--- BEGIN ---

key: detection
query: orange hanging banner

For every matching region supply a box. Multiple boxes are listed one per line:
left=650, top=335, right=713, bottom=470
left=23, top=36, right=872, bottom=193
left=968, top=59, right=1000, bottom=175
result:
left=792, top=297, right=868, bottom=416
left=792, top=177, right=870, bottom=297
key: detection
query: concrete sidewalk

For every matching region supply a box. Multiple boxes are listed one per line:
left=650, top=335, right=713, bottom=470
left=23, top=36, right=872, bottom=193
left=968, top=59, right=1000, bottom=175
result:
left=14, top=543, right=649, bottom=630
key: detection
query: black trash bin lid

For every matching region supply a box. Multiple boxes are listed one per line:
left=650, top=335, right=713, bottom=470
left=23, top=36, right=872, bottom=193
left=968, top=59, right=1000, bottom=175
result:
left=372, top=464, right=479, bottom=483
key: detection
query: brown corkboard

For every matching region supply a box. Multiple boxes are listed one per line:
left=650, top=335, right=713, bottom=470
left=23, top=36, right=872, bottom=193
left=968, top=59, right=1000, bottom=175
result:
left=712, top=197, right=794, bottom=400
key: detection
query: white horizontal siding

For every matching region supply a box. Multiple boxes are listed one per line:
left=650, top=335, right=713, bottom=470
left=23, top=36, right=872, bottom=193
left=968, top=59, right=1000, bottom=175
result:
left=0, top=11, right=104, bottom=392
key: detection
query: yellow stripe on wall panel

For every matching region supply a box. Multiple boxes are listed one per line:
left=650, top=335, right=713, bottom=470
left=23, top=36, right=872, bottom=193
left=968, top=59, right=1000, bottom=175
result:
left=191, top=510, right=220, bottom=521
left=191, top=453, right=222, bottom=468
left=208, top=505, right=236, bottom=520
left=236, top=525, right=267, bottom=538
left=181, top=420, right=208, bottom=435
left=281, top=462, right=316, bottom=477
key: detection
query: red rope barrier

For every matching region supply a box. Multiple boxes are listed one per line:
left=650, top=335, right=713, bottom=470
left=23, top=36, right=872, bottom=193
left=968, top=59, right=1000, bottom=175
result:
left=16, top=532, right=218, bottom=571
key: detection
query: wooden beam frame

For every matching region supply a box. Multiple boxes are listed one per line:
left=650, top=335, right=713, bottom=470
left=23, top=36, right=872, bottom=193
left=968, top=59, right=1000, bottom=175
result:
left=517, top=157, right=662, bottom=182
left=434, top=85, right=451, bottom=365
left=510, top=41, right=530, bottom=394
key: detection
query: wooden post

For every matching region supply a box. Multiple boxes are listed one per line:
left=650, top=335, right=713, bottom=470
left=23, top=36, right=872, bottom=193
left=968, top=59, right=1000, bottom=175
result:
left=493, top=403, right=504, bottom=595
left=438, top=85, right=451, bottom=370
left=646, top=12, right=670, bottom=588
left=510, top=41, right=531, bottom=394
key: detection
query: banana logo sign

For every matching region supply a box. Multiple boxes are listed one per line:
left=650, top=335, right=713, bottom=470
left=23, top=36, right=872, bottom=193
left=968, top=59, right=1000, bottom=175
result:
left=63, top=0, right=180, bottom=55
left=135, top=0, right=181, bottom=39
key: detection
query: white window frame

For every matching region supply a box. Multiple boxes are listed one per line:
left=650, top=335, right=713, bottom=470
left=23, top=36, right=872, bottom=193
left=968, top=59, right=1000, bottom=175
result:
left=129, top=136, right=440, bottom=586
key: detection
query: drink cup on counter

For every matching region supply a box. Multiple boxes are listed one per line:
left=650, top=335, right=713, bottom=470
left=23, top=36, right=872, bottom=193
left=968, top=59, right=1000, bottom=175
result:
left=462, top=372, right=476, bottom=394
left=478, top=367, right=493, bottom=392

--- END ---

Directions for this task
Return each line of the items that contains the string "white". Matching is case-sensitive.

Written answer
query: white horizontal siding
query: white window frame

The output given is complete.